>> Start Records for the task
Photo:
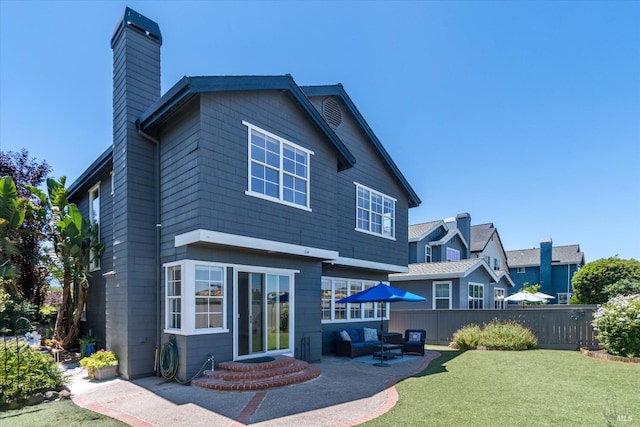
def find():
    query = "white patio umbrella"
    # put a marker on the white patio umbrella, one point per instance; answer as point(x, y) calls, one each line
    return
point(523, 297)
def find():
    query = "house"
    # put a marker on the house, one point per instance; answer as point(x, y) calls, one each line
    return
point(235, 211)
point(486, 243)
point(550, 267)
point(450, 264)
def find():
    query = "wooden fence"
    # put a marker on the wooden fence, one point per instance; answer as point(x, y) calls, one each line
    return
point(558, 327)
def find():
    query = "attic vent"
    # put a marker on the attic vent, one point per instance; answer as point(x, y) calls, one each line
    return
point(332, 112)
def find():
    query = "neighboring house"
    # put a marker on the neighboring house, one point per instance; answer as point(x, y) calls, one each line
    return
point(486, 244)
point(550, 267)
point(453, 270)
point(235, 212)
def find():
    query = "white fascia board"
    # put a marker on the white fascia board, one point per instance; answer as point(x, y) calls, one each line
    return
point(226, 239)
point(412, 277)
point(486, 267)
point(371, 265)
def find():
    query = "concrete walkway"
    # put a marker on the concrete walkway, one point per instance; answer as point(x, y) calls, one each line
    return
point(346, 393)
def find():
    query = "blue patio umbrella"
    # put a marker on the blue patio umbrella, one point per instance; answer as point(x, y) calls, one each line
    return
point(382, 293)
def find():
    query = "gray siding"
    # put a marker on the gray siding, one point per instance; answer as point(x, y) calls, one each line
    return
point(96, 293)
point(132, 292)
point(370, 170)
point(194, 350)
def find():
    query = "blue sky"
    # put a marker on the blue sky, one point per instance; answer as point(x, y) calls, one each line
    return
point(523, 114)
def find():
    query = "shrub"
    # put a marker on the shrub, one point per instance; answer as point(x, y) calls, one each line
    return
point(497, 335)
point(26, 371)
point(617, 323)
point(99, 360)
point(467, 338)
point(622, 287)
point(508, 336)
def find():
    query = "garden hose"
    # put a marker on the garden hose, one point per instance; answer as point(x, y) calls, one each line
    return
point(169, 363)
point(169, 360)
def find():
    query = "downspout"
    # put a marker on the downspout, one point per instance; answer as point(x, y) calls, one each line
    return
point(158, 230)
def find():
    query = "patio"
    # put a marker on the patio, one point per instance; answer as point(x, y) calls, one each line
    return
point(347, 392)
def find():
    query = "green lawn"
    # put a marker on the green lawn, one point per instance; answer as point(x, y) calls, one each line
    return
point(517, 388)
point(61, 413)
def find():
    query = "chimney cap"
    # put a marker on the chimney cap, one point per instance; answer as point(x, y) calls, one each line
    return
point(139, 23)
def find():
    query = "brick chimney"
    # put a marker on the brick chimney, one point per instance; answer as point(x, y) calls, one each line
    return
point(131, 290)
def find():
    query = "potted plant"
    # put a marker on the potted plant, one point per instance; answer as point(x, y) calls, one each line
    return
point(88, 345)
point(101, 365)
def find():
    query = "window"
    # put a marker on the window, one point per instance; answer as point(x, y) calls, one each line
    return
point(209, 296)
point(453, 254)
point(476, 296)
point(174, 295)
point(442, 295)
point(375, 212)
point(94, 218)
point(427, 253)
point(278, 169)
point(195, 297)
point(498, 298)
point(334, 289)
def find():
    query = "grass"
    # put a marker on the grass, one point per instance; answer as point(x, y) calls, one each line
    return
point(480, 388)
point(60, 413)
point(523, 388)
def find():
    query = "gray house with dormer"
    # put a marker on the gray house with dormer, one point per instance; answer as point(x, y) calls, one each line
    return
point(455, 265)
point(235, 212)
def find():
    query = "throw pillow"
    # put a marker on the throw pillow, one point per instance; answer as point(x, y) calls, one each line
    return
point(415, 336)
point(370, 334)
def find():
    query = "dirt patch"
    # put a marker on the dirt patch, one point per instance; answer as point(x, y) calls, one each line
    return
point(603, 355)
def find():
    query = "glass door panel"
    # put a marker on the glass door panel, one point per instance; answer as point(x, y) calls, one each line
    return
point(277, 312)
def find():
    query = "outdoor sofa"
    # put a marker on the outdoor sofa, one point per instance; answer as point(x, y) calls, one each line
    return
point(354, 342)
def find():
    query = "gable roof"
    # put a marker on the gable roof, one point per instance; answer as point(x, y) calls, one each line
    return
point(338, 90)
point(480, 236)
point(188, 87)
point(447, 237)
point(503, 276)
point(443, 270)
point(569, 254)
point(419, 231)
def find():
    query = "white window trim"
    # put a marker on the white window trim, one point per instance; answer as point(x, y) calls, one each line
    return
point(240, 268)
point(563, 294)
point(469, 297)
point(501, 301)
point(384, 196)
point(281, 140)
point(450, 295)
point(348, 319)
point(94, 263)
point(188, 300)
point(456, 251)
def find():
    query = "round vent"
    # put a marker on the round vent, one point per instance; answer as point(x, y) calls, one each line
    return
point(332, 112)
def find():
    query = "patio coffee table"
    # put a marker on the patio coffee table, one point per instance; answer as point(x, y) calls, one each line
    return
point(387, 352)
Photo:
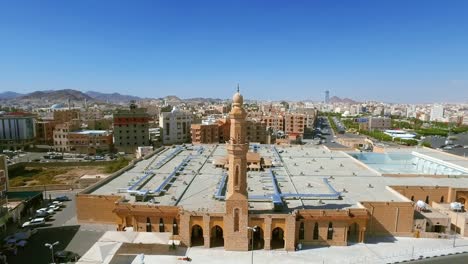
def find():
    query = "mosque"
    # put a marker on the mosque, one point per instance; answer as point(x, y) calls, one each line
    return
point(298, 194)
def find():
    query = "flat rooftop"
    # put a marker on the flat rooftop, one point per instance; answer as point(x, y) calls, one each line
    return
point(305, 176)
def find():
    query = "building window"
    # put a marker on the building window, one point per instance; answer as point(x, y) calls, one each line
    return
point(236, 177)
point(301, 231)
point(148, 224)
point(315, 234)
point(236, 220)
point(175, 227)
point(330, 231)
point(161, 225)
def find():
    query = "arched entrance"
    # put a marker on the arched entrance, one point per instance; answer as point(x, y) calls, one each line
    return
point(259, 242)
point(148, 224)
point(462, 201)
point(353, 233)
point(217, 238)
point(277, 238)
point(197, 236)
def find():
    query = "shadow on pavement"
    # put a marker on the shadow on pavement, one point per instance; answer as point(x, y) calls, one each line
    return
point(35, 251)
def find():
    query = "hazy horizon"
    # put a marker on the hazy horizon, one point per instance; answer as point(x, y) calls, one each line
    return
point(398, 51)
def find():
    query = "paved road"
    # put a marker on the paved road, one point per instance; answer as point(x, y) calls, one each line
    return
point(453, 259)
point(462, 139)
point(63, 228)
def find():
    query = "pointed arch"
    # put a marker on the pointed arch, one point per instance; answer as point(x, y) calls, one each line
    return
point(330, 231)
point(236, 220)
point(236, 177)
point(315, 234)
point(301, 231)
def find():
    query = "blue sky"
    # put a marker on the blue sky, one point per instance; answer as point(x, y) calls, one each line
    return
point(395, 51)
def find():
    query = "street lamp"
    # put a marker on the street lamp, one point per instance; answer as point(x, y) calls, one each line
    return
point(51, 247)
point(456, 224)
point(253, 229)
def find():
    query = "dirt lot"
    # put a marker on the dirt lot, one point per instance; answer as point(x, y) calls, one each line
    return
point(31, 176)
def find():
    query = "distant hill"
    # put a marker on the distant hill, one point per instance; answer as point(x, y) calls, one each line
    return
point(112, 97)
point(57, 96)
point(337, 100)
point(9, 95)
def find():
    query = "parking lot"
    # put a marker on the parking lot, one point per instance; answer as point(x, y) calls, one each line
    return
point(62, 227)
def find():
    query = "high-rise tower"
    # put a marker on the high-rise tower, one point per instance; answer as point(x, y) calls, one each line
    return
point(327, 96)
point(237, 215)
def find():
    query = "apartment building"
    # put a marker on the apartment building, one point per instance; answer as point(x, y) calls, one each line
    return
point(17, 130)
point(175, 126)
point(131, 129)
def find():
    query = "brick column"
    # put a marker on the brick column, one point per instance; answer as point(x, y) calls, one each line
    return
point(267, 233)
point(290, 233)
point(184, 229)
point(206, 231)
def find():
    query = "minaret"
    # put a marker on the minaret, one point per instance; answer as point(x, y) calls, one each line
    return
point(237, 215)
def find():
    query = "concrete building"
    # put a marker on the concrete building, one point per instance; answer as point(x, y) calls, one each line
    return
point(17, 131)
point(175, 126)
point(437, 113)
point(45, 132)
point(61, 132)
point(205, 133)
point(310, 195)
point(376, 123)
point(90, 141)
point(131, 129)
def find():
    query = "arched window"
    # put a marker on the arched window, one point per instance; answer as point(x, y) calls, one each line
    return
point(315, 237)
point(330, 231)
point(148, 224)
point(236, 220)
point(236, 177)
point(175, 227)
point(301, 231)
point(161, 225)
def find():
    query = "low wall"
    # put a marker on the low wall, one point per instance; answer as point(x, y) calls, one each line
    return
point(96, 208)
point(41, 188)
point(114, 175)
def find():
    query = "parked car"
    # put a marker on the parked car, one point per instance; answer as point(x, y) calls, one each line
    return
point(21, 243)
point(58, 203)
point(43, 214)
point(54, 207)
point(48, 210)
point(34, 222)
point(63, 198)
point(66, 256)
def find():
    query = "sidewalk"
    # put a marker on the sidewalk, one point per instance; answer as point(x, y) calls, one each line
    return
point(380, 252)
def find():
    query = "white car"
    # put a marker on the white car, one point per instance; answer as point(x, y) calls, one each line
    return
point(34, 222)
point(54, 207)
point(48, 210)
point(58, 203)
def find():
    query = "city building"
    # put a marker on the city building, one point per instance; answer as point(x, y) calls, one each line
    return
point(89, 141)
point(17, 131)
point(308, 194)
point(437, 113)
point(45, 132)
point(175, 126)
point(376, 123)
point(205, 133)
point(131, 129)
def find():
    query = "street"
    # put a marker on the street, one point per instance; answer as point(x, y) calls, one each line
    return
point(63, 228)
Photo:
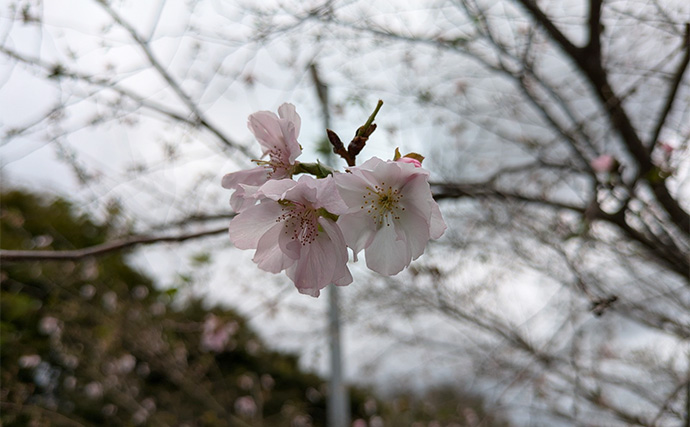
>> End Records for the task
### What this task involves
Edit the items from the beginning through the line that contains "point(523, 297)", inclusive, replacing every occurrence of "white patio umbrella" with "cream-colored patio umbrella" and leaving all else unchanged. Omit the pictures from your answer.

### Solved problem
Photo:
def find():
    query = "cream-colored patio umbrella"
    # put a marker on the cream-colored patio umbrella, one point per instance; answer as point(x, y) calls, one each line
    return
point(523, 297)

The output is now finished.